7. Toolset (toolsets.py)
Add a named toolset for your platform:
"hermes-your-platform": {
"description": "Your Platform bot toolset",
"tools": _HERMES_CORE_TOOLS,
"includes": []
},
And add it to the hermes-gateway composite:
"hermes-gateway": {
"includes": [..., "hermes-your-platform"]
}
8. Cron Delivery (cron/scheduler.py)
Add to platform_map in _deliver_result():
platform_map = {
...
"your_platform": Platform.YOUR_PLATFORM,
}
Without this, cronjob(action="create", deliver="your_platform", ...) silently fails.
9. Send Message Tool (tools/send_message_tool.py)
Add to platform_map in send_message_tool():
platform_map = {
...
"your_platform": Platform.YOUR_PLATFORM,
}
Add routing in _send_to_platform():
elif platform == Platform.YOUR_PLATFORM:
return await _send_your_platform(pconfig, chat_id, message)

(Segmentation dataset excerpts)
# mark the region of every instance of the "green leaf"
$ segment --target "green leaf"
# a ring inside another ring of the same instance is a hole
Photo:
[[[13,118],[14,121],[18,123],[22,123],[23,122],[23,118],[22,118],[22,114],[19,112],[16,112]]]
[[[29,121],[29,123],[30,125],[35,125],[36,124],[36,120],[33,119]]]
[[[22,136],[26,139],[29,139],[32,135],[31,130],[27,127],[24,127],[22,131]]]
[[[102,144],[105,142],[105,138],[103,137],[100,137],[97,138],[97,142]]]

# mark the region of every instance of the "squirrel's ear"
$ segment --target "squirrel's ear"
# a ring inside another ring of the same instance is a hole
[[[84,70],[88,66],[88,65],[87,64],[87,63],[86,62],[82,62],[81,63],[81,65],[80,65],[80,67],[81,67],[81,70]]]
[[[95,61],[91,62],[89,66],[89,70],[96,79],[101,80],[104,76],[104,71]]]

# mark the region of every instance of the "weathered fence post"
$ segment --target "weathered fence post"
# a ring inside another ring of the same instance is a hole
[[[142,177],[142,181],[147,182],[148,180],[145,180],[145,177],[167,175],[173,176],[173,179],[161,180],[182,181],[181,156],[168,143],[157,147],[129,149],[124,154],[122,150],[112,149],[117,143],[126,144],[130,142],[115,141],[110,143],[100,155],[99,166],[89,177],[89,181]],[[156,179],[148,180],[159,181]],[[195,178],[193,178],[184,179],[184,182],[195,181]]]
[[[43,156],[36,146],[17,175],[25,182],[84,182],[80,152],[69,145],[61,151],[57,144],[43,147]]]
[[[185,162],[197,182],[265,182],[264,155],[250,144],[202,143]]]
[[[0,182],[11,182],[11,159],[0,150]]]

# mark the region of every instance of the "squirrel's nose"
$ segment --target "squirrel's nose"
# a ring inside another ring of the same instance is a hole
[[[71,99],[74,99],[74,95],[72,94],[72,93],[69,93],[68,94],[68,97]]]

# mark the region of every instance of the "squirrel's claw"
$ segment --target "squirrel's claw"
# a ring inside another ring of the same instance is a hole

> EXERCISES
• A. Answer these about the integration steps:
(i) Which file is edited in the Cron Delivery step?
(ii) In which function is routing added for the send message tool?
(iii) What description string does the new named toolset carry?
• B. Copy everything in the integration steps from "7. Toolset (toolsets.py)" down to "Cron Delivery (cron/scheduler.py)", substituting "bundle" for "composite".

> TASK ANSWERS
• A.
(i) cron/scheduler.py
(ii) _send_to_platform()
(iii) "Your Platform bot toolset"

• B.
7. Toolset (toolsets.py)
Add a named toolset for your platform:
"hermes-your-platform": {
"description": "Your Platform bot toolset",
"tools": _HERMES_CORE_TOOLS,
"includes": []
},
And add it to the hermes-gateway bundle:
"hermes-gateway": {
"includes": [..., "hermes-your-platform"]
}
8. Cron Delivery (cron/scheduler.py)